Source material -
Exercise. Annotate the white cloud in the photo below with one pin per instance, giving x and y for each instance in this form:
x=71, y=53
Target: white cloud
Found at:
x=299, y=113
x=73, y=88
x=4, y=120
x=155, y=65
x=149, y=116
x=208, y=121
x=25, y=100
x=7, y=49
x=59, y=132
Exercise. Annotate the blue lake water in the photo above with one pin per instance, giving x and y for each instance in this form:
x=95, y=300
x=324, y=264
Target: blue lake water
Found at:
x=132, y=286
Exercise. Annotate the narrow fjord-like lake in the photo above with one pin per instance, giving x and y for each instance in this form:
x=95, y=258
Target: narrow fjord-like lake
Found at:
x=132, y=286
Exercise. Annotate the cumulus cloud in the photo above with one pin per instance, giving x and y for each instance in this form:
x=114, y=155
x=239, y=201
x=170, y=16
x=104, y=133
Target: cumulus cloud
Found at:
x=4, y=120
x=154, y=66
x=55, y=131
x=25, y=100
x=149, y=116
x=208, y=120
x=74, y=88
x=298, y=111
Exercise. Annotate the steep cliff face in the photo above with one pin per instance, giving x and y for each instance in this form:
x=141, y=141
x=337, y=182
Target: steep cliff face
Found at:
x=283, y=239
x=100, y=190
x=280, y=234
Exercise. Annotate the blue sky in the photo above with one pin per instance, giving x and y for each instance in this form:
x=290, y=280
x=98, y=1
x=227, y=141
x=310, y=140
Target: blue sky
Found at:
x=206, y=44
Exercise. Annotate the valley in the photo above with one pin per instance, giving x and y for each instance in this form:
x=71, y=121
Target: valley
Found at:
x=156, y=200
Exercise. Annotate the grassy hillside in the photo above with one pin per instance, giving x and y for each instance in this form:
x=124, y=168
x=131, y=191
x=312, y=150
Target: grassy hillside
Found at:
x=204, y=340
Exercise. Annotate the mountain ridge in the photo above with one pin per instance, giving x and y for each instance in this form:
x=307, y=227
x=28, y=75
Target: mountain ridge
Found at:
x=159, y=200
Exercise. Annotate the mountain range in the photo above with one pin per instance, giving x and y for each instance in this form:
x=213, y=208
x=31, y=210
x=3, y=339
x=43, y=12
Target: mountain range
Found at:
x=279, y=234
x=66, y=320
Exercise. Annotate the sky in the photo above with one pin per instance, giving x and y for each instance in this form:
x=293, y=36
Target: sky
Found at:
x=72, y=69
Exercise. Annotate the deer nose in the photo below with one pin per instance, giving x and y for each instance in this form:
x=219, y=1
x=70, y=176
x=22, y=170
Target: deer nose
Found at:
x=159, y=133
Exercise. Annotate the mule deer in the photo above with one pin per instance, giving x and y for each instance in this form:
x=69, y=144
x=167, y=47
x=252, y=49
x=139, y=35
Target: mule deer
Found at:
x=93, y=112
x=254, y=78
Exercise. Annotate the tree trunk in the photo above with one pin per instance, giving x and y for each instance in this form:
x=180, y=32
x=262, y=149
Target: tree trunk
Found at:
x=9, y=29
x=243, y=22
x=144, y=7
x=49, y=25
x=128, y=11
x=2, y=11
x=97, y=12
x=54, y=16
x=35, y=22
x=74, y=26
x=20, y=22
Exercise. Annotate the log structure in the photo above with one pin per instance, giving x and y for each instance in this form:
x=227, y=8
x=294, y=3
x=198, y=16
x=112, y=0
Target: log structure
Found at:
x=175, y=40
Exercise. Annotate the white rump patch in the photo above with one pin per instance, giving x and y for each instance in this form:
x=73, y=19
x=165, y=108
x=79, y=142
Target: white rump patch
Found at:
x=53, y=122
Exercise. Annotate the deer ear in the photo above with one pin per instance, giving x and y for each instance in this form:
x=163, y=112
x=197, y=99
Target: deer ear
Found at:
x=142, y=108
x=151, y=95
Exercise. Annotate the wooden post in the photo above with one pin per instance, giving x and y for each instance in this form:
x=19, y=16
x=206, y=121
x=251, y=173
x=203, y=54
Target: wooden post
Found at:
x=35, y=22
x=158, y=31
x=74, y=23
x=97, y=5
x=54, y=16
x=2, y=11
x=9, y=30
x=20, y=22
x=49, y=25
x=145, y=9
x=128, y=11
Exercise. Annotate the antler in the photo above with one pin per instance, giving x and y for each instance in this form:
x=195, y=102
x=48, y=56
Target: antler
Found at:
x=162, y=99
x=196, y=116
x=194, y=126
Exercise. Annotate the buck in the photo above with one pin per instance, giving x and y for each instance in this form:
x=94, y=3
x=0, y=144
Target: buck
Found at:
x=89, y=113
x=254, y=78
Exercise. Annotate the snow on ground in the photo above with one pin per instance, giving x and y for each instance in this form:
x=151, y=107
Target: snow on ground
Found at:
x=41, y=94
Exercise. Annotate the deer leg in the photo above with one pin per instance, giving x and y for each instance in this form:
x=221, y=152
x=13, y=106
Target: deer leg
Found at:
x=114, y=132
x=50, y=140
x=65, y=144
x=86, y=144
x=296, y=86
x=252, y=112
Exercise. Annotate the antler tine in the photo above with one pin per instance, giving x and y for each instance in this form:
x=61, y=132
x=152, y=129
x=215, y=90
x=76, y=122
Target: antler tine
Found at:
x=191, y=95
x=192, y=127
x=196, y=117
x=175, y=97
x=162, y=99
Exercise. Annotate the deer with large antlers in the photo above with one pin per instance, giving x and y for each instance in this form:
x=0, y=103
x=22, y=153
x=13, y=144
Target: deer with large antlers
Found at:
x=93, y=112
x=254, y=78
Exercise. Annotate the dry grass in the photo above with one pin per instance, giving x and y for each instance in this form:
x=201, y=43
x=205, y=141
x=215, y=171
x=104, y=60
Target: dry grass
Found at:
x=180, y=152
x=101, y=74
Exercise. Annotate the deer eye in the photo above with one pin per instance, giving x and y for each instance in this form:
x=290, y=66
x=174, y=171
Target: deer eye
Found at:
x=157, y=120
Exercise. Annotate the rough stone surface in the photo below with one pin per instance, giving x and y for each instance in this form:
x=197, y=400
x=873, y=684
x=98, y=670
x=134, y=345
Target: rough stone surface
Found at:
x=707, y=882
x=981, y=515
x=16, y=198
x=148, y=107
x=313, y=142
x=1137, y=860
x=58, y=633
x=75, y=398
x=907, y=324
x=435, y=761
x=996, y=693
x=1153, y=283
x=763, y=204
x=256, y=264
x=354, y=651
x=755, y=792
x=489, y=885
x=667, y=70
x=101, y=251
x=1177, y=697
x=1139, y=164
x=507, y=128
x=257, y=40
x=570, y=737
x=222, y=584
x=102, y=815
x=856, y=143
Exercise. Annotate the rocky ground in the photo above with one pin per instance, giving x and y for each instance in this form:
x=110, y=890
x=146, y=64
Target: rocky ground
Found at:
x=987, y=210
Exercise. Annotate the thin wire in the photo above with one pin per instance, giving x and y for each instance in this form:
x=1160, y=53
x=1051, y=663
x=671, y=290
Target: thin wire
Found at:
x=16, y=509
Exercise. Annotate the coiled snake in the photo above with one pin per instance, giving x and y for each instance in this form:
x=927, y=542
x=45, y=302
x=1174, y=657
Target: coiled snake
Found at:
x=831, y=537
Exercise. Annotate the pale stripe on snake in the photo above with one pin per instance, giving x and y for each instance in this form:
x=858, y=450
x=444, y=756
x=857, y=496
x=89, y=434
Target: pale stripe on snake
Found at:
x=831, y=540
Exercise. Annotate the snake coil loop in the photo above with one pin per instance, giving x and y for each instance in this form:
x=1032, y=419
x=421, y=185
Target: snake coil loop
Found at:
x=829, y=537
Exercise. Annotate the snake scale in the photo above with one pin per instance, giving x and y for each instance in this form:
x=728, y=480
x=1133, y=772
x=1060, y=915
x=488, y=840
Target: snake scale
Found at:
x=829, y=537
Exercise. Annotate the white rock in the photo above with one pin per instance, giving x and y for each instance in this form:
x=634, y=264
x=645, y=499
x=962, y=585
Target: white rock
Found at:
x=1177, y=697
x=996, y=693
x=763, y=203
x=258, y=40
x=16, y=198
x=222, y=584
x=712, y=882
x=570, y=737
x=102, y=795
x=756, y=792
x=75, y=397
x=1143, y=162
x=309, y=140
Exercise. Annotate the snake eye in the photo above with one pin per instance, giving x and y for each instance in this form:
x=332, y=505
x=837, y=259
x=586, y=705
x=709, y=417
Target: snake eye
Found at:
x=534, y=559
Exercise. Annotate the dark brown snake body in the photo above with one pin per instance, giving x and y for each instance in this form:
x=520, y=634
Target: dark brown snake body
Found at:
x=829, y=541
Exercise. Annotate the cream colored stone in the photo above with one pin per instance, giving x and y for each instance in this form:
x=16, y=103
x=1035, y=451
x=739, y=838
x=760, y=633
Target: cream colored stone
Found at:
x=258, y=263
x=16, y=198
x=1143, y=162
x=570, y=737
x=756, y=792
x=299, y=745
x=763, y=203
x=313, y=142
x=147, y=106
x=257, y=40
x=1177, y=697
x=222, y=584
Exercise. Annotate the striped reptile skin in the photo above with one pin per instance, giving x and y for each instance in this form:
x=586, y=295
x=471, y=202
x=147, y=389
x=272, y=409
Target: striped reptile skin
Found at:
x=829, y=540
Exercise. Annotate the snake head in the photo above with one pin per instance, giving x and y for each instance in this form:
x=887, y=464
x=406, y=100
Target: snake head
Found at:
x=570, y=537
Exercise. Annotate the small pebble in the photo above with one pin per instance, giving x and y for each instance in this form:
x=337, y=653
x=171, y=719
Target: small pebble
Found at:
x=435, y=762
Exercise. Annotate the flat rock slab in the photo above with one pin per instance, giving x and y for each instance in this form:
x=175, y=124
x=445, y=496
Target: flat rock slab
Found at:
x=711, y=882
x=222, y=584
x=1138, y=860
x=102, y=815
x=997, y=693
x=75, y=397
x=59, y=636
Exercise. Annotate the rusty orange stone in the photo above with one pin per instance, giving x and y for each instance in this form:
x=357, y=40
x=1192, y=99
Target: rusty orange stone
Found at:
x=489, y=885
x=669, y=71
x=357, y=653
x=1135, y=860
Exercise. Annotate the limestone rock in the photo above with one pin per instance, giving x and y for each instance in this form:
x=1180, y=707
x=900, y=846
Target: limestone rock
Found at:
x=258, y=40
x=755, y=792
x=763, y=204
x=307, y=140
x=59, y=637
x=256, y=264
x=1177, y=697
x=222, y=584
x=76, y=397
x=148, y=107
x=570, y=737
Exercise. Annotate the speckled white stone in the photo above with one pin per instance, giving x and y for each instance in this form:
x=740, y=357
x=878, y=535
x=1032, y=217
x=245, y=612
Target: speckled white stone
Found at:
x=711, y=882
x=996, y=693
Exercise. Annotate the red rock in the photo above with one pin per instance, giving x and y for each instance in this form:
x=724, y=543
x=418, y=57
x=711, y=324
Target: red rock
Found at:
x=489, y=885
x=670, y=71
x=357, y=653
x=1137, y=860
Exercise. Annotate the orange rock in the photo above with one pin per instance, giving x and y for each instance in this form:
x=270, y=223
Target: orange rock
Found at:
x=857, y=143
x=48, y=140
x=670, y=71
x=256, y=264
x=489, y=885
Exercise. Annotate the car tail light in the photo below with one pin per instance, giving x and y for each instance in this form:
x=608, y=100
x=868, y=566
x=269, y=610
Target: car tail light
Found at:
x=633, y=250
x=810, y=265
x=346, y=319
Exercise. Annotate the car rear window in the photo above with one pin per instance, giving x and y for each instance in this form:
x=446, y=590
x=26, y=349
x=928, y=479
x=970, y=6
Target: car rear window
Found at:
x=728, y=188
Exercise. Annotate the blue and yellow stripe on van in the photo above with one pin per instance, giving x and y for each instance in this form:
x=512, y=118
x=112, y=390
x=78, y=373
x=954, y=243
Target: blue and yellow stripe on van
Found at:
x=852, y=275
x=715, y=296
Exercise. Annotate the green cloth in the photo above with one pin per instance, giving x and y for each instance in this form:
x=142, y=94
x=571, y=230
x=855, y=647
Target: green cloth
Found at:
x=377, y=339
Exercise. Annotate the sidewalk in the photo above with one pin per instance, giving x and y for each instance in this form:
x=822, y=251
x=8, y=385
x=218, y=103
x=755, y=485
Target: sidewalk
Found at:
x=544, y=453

What you are asked to do -
Please give the lines of the records above as a numbered list, leaving out blank lines, starting at the line that contains "Exercise. Annotate the cumulus" and ending at the line that contains "x=204, y=340", both included.

Full response -
1. Exercise. Annotate the cumulus cloud in the photo above with one pin per instance, giving x and y for each instance in this form:
2. x=114, y=155
3. x=239, y=201
4. x=170, y=16
5. x=104, y=133
6. Target: cumulus cloud
7. Found at:
8. x=4, y=120
9. x=154, y=66
10. x=55, y=131
11. x=25, y=100
12. x=149, y=116
13. x=208, y=120
14. x=74, y=88
15. x=298, y=111
16. Exercise. Annotate the steep cliff face in the photo above with one pin per instance, giving x and y for each instance in this form:
17. x=141, y=141
18. x=337, y=182
19. Target: steep cliff face
20. Found at:
21. x=283, y=239
22. x=100, y=190
23. x=280, y=234
24. Exercise. Annotate the blue sky in the photo above with one pin per instance, giving x and y for each instance in this form:
25. x=290, y=280
26. x=98, y=1
27. x=227, y=141
28. x=310, y=140
29. Target: blue sky
30. Found at:
31. x=206, y=44
32. Exercise. Annotate the valley in the photo above with one pin per instance, giving x and y for each instance in this form:
33. x=71, y=121
34. Target: valley
35. Found at:
36. x=156, y=200
37. Exercise. Annotate the grassy hillside in the photo above with one pin per instance, giving x and y for each instance in this form:
38. x=124, y=168
39. x=131, y=191
40. x=312, y=150
41. Target: grassy hillside
42. Found at:
43. x=204, y=340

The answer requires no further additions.